= MATERIALS PROVIDED =
+ + +

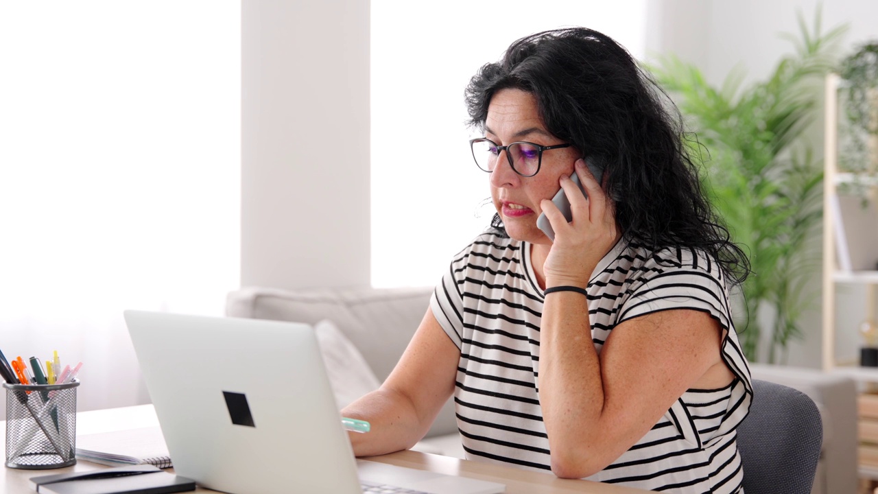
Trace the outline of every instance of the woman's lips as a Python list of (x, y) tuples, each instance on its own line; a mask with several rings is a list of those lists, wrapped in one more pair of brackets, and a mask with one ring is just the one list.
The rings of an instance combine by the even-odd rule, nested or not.
[(514, 202), (504, 202), (502, 208), (503, 215), (511, 218), (527, 216), (534, 212), (533, 209), (530, 209), (529, 207), (525, 207), (521, 204), (515, 204)]

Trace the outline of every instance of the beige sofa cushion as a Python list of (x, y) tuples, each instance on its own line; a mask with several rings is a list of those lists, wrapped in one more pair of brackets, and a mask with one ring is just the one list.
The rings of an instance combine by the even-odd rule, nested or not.
[(429, 305), (433, 288), (247, 287), (228, 294), (226, 314), (314, 325), (332, 321), (359, 349), (378, 381), (393, 370)]
[(332, 321), (317, 323), (314, 334), (339, 410), (381, 386), (360, 351)]
[[(245, 287), (228, 294), (226, 314), (312, 325), (327, 319), (356, 346), (383, 382), (418, 329), (432, 294), (432, 287), (296, 291)], [(342, 370), (351, 370), (349, 367)], [(334, 390), (338, 395), (339, 390)], [(426, 437), (443, 434), (457, 434), (453, 400), (445, 403)]]

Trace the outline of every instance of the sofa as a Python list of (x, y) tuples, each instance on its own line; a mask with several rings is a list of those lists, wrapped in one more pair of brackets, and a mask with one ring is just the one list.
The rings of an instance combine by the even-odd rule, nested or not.
[[(313, 288), (295, 291), (244, 287), (228, 294), (227, 316), (312, 324), (339, 407), (373, 389), (390, 374), (421, 323), (432, 287)], [(856, 388), (847, 377), (814, 369), (753, 365), (755, 379), (799, 389), (820, 410), (824, 444), (816, 494), (857, 490)], [(414, 449), (464, 457), (449, 400)]]

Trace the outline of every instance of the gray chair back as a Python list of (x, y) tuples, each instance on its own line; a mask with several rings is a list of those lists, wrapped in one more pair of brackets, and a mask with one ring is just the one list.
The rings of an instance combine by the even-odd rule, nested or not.
[(753, 380), (750, 414), (738, 426), (747, 494), (809, 494), (823, 445), (823, 420), (804, 393)]

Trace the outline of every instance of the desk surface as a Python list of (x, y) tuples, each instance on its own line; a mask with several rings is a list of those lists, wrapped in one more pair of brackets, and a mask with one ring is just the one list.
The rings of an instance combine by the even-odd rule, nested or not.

+ + +

= REQUEST =
Pull out every line above word for word, leaving the pictures out of your answer.

= TASK RESULT =
Trace the outline of every instance of the woman's lips as a Python list of (x, y) tuples, each instance on its own line; a mask with several rings is a list of those lists, wrapped in one more pair of brackets, and a mask with one ring is just the one list.
The rings of an instance combine by the even-odd rule, nested or not.
[(514, 202), (504, 202), (502, 208), (503, 215), (511, 218), (527, 216), (534, 212), (533, 209), (530, 209), (529, 207), (525, 207), (521, 204), (515, 204)]

Trace the outline of every instance of the beige sofa cushion as a Python list of (x, y) tuples, each instance on its own line; a mask with several rings is a list of those lists, wrapped in one more pair of brackets, and a mask with one ring is just the one list.
The rings of an instance combine by the even-odd rule, nested or not.
[(429, 305), (433, 288), (247, 287), (228, 294), (226, 314), (314, 325), (332, 321), (359, 349), (378, 381), (393, 370)]
[(332, 321), (317, 323), (314, 334), (339, 410), (381, 386), (360, 351)]
[[(245, 287), (228, 294), (226, 314), (312, 325), (327, 319), (356, 346), (383, 382), (418, 329), (432, 294), (432, 287), (296, 291)], [(342, 370), (351, 370), (349, 367)], [(334, 390), (338, 395), (339, 390)], [(426, 437), (443, 434), (457, 434), (453, 400), (445, 403)]]

Trace the outline of every instance of the sofa as a Python list of (x, y) tuples, each instance on its own line; a mask with several rings is a list of those lists, wrapped in one more pair of brackets, and a mask with one ring is just the one list.
The rings of an instance combine by the even-odd rule, nested or not.
[[(313, 288), (295, 291), (244, 287), (228, 294), (227, 316), (312, 324), (339, 407), (373, 389), (390, 374), (421, 323), (432, 287)], [(856, 388), (847, 377), (814, 369), (753, 365), (755, 379), (799, 389), (820, 410), (824, 444), (816, 494), (857, 490)], [(414, 449), (464, 457), (449, 400)]]

Trace the outline of every instance of the gray chair back as a Python list of (x, y) tuples, each instance on its own line; a mask with several rings is a list of those lists, wrapped in one more pair of brackets, and a mask with one ring is just the one list.
The rings of an instance combine by the even-odd rule, nested or not.
[(753, 380), (750, 414), (738, 426), (747, 494), (809, 494), (823, 445), (823, 420), (804, 393)]

Trace the outline of every instance of the desk surface as a Python list of (x, y) tuples, each instance on its own line; a mask with several rings is a list of those lists, wrapped in one more pair of brackets, and a mask with one ring is just the one list.
The rings of an instance combine by the even-odd rule, nested or not.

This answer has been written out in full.